--- EXERCISE INPUT ---
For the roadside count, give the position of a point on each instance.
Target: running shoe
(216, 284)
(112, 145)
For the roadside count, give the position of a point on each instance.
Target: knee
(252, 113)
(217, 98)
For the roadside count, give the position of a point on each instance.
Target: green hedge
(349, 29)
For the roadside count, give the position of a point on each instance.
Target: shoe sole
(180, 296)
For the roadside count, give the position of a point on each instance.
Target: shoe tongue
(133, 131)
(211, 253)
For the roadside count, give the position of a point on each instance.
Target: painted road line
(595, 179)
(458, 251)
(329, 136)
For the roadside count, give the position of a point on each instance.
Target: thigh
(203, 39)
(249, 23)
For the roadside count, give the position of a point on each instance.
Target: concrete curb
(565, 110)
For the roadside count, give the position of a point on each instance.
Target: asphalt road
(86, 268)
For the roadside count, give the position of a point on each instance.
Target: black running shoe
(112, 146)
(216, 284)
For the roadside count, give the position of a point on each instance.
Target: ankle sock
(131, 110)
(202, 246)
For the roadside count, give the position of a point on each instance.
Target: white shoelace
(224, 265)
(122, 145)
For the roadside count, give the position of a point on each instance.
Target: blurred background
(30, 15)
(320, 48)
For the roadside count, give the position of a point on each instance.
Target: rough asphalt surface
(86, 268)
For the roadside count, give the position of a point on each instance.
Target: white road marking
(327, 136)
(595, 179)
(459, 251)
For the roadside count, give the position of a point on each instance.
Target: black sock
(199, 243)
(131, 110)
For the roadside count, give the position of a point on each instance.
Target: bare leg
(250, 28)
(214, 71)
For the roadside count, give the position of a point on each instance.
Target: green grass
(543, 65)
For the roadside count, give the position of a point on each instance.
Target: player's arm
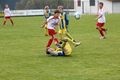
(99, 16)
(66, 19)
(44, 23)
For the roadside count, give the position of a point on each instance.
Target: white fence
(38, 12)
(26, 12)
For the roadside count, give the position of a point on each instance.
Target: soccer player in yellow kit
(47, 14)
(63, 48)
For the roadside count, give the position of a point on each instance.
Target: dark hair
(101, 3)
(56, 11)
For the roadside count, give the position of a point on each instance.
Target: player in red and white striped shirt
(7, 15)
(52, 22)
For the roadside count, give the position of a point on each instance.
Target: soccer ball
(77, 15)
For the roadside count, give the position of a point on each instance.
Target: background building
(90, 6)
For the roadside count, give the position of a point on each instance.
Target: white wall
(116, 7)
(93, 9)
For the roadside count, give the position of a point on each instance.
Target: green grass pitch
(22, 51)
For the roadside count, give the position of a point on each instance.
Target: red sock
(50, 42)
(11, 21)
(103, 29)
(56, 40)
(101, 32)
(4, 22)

---

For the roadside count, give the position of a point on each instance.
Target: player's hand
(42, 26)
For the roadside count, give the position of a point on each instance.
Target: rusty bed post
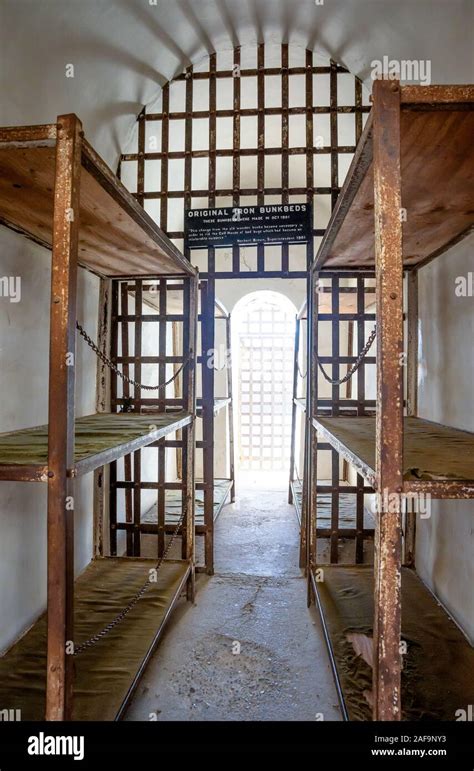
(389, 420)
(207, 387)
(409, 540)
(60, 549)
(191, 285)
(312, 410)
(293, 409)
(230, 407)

--

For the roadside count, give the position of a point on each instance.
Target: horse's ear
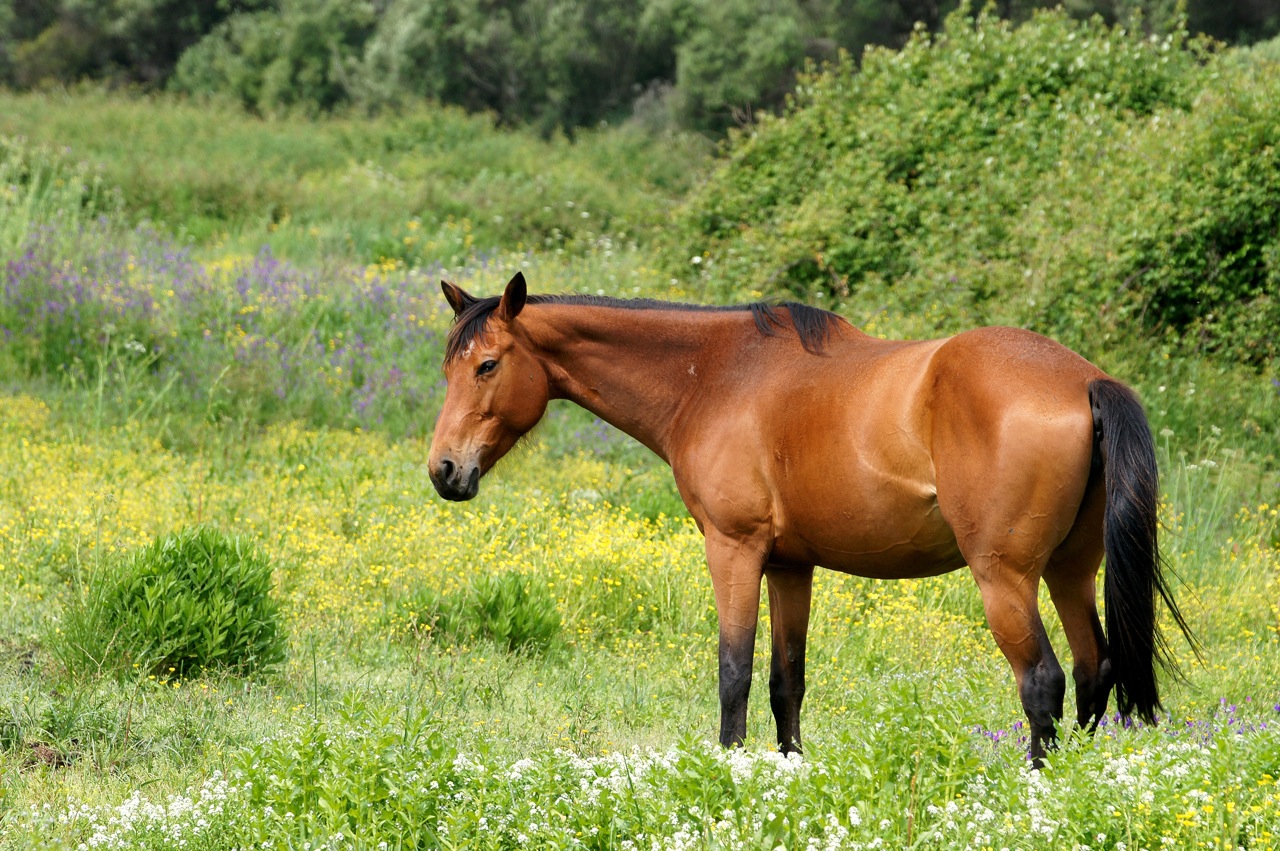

--- WHAT YOU SHOULD DO ---
Return each line of the records that contains the word "soccer", copied in full.

--- EXERCISE OUTPUT ---
Target: soccer player in yellow kit
Target: soccer ball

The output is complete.